Directions:
Without including any images, repeat the data exactly.

Point labeling dataset excerpts
☆ ☆ ☆ ☆

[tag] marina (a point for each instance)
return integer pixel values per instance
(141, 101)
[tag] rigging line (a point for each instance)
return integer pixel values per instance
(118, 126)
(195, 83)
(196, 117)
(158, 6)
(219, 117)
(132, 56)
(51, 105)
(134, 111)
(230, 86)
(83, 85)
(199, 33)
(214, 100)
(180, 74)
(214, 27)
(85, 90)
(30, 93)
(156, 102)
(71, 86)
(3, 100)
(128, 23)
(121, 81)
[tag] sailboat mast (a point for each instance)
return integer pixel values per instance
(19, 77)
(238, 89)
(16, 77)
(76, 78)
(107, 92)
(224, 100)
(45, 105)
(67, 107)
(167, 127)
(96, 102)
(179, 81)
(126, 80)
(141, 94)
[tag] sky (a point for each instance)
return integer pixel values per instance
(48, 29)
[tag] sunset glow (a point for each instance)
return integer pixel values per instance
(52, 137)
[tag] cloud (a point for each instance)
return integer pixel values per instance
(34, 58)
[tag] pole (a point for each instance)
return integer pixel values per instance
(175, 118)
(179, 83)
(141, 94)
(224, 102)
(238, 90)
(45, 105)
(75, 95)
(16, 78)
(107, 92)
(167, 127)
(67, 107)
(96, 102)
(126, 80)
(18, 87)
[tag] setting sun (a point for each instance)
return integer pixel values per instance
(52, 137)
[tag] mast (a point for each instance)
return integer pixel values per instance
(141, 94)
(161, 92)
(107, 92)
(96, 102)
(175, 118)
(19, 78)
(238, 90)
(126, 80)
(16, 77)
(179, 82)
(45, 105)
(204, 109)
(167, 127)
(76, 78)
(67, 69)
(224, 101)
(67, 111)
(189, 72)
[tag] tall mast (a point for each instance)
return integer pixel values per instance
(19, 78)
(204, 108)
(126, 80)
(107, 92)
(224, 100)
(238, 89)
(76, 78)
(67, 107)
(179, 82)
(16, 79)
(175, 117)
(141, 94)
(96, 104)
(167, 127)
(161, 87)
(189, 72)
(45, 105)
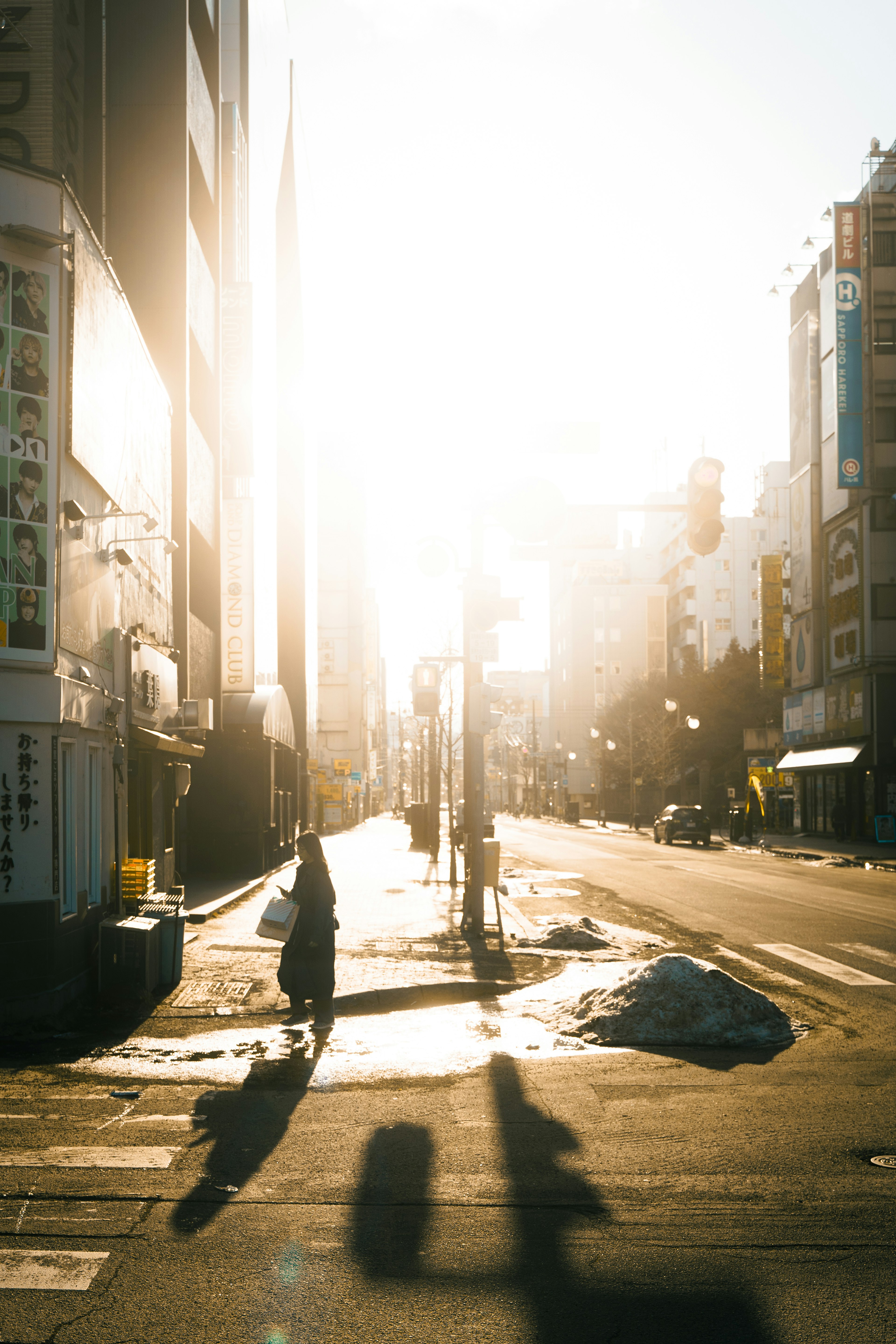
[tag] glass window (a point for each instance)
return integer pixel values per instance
(68, 820)
(886, 416)
(885, 336)
(94, 823)
(885, 248)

☆ ☆ ☆ ☆

Expected answer:
[tag] marina (a point for each instance)
return integer pixel values per instance
(141, 101)
[tag] rigging line (a point for each instance)
return integer pixel values per instance
(118, 126)
(195, 83)
(196, 117)
(158, 6)
(219, 117)
(132, 56)
(51, 105)
(134, 111)
(230, 86)
(83, 85)
(199, 33)
(214, 100)
(180, 74)
(214, 27)
(85, 90)
(30, 93)
(156, 102)
(71, 86)
(3, 100)
(128, 23)
(121, 81)
[tag] sailboat mast (a point for each instance)
return integer pixel values per instance
(19, 77)
(238, 89)
(16, 77)
(76, 78)
(107, 92)
(224, 100)
(45, 105)
(67, 107)
(167, 127)
(96, 102)
(179, 81)
(126, 80)
(141, 94)
[tag] sky (a point for each instance)
return integer pixel values per instance
(48, 29)
[tag] sunset glow (a point for each instance)
return integer pixel values per instance
(52, 137)
[tag] cloud (a point for each instance)
return integer pixel values per instance
(34, 58)
[tag] pole (a point for each instance)
return integer pixel values per instance
(175, 118)
(179, 83)
(141, 94)
(224, 102)
(238, 90)
(45, 105)
(75, 95)
(16, 78)
(107, 92)
(167, 127)
(67, 107)
(96, 102)
(126, 80)
(18, 87)
[tag] setting sun (a point for each instance)
return integer pixel values per instance
(52, 137)
[tag] mast (a point for each instance)
return integer pixel values per instance
(141, 94)
(161, 92)
(107, 92)
(96, 102)
(175, 118)
(19, 78)
(238, 90)
(126, 80)
(16, 77)
(179, 82)
(45, 105)
(204, 109)
(167, 127)
(76, 78)
(67, 69)
(224, 101)
(67, 111)
(189, 72)
[tag] tall mast (a point for each instance)
return integer pixel values per instance
(19, 78)
(204, 108)
(126, 80)
(107, 92)
(224, 100)
(238, 89)
(76, 78)
(67, 107)
(179, 82)
(16, 79)
(175, 117)
(141, 94)
(96, 104)
(167, 127)
(161, 87)
(189, 72)
(45, 105)
[tag] glass window (a point for each instance)
return integer pixel values per instance
(68, 820)
(886, 416)
(885, 336)
(94, 823)
(885, 248)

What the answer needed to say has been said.